> **Texte source**
★ ★ ★ ★ ★

Alain Rabatel, Homo Narrans. Pour une analyse énonciative et interactionnelle du récit. Tome 1, les points de vue et la logique de la narration, Limoges, Éditions Lambert-Lucas, 2008.
Objet de la démonstration
Alain Rabatel formule l’objectif de son ouvrage dès les premières lignes du texte : il veut recourir au point de vue (PDV), en tant qu’outil d’analyse, afin de dépasser la notion de focalisation, de narrateur, des modalités qui demeurent de l’ordre de l’immanence, trop collées au texte. Il explique : « Autrement dit, il nous faut examiner l’Homme narrant non plus à travers une logique du récit qui réduit son rôle à une voix plus ou moins désincarnée assurant des fonctions de “régie narrative”, mais à travers une logique de la narration qui confère à cette voix un corps, un ton, un style, une inscription dans une histoire (à tous les sens du terme), des goûts et des dégoûts, des partis pris qui n’existent qu’à travers la manière de créer des mondes et des personnages […]. » (p. 12) L’Homme narrant est un « sujet qui raconte des histoires » (p. 12) Plus précisément, le sujet est de nature linguistique et il possède, selon lui, trois caractéristiques : il est un co-acteur, il est hétérogène et polyphonique. Le but est donc, comme le révèle un des sous-titres de l’introduction, de revaloriser le rôle du narrateur et du lecteur co-énonciateur. Il explique la place fondamentale et dynamique de ces deux instances :
« S’il est vrai que le narrateur est une instance et que celle-ci s’appréhende à partir de ses actes, alors force est de constater que “le” narrateur est à la fois une abstraction commode qui repose au demeurant sur une réalité énonciative fondamentale d’être l’énonciateur primaire et dans le même temps un syncrétisme qui ne doit pas masquer les positions diverses occupées par le narrateur dans la scénographie énonciative dont il est l’organisateur. Le narrateur n’est pas seulement avec ses personnages, “avec eux”, “en dessous d’eux” ou au-dessous d’eux”, comme l’a montré J. Pouillon. Plus exactement, quelle que soit sa position, il est ses personnages, en toute réalité énonciative du moins. » (p. 32)
Il précise également qu’« [u]n tel choix théorique suppose de dépasser l’approche immanentiste du récit pour s’appuyer sur une analyse interactionnelle de la narration, inscrite elle-même dans le cadre de l’analyse du discours » (p. 11). Son approche du discours repose d’ailleurs sur les travaux de Maingueneau (2004) et d’Amossy (2006). Bien que l’on tente de se repositionner par rapport à la narratologie, on n’invalide pas tous ses outils d’analyse. Le schéma actantiel demeure pertinent, de même que le carré sémiotique, les isotopies, etc.
Définitions pour récit / narrativité / autres termes centraux
La seule mention éloquente qui est fait concernant la définition du terme récit est rapidement esquissé et est formulé à l’intérieur d’une parenthèse : le récit pour Rabatel consiste en la fabula.

★ ★ ★ ★ ★

> **Données d'entrée**
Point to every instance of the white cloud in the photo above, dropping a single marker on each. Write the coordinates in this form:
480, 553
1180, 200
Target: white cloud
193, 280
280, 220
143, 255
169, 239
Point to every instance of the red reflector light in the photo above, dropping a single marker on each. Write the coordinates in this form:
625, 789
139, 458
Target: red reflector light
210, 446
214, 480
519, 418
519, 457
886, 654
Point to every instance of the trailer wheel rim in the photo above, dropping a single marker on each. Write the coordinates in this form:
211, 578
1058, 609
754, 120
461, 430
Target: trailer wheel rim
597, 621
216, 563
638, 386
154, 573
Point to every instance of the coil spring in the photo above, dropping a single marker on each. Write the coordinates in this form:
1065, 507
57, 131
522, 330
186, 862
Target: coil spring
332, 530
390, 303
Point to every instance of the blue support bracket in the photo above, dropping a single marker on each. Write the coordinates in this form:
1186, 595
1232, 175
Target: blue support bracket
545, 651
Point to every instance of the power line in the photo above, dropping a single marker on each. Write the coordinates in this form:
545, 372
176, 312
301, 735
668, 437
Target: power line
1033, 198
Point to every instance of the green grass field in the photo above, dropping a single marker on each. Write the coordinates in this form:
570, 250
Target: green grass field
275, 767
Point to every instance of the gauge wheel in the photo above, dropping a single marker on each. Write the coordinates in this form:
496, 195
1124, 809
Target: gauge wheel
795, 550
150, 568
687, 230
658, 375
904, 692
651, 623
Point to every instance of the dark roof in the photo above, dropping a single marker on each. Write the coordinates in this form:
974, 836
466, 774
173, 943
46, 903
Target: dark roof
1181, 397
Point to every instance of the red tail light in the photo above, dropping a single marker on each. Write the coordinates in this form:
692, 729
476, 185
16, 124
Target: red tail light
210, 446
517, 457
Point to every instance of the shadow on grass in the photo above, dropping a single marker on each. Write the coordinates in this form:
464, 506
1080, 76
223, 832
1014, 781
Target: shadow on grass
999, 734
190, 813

★ ★ ★ ★ ★

> **Travail à faire**
**1)** Dans le compte rendu, recopiez le passage compris entre "Définitions pour récit" et "en la fabula.", bornes incluses, en substituant "histoire" à "fabula".
**2)** Transcrivez en liste JSON de chaînes les lignes de la liste situées entre celle qui contient "Point to every instance of the shadow" et la fin de cette liste, incluses, à raison d'une chaîne par ligne et sans les lignes vides.

> **Réponses successives**
**1)**
Définitions pour récit / narrativité / autres termes centraux
La seule mention éloquente qui est fait concernant la définition du terme récit est rapidement esquissé et est formulé à l’intérieur d’une parenthèse : le récit pour Rabatel consiste en la histoire.

**2)**
[
  "Point to every instance of the shadow on grass in the photo above, dropping a single marker on each. Write the coordinates in this form:",
  "464, 506",
  "1080, 76",
  "223, 832",
  "1014, 781",
  "Target: shadow on grass",
  "999, 734",
  "190, 813"
]